**Saved data entries**
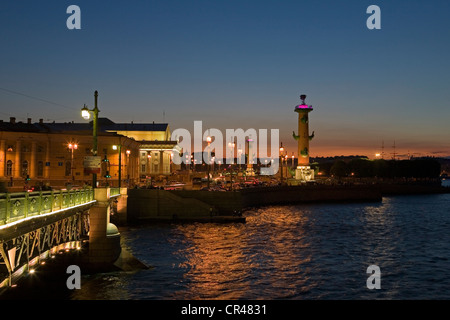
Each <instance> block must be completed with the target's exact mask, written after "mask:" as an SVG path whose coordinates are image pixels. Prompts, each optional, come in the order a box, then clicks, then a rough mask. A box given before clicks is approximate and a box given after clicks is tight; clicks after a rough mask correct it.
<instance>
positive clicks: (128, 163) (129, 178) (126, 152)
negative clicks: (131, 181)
mask: <svg viewBox="0 0 450 320" xmlns="http://www.w3.org/2000/svg"><path fill="white" fill-rule="evenodd" d="M125 152H126V154H127V180H128V187H130V169H129V168H128V167H129V164H130V154H131V150H129V149H128V150H127V151H125Z"/></svg>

**What the exercise asks**
Beginning with the line that has "positive clicks: (128, 163)", set down every line of the entries above through the final one, unchanged.

**The completed task**
positive clicks: (128, 163) (129, 178) (126, 152)
negative clicks: (131, 181)
mask: <svg viewBox="0 0 450 320" xmlns="http://www.w3.org/2000/svg"><path fill="white" fill-rule="evenodd" d="M125 152H126V154H127V180H128V187H130V169H129V168H128V167H129V164H130V154H131V150H129V149H128V150H127V151H125Z"/></svg>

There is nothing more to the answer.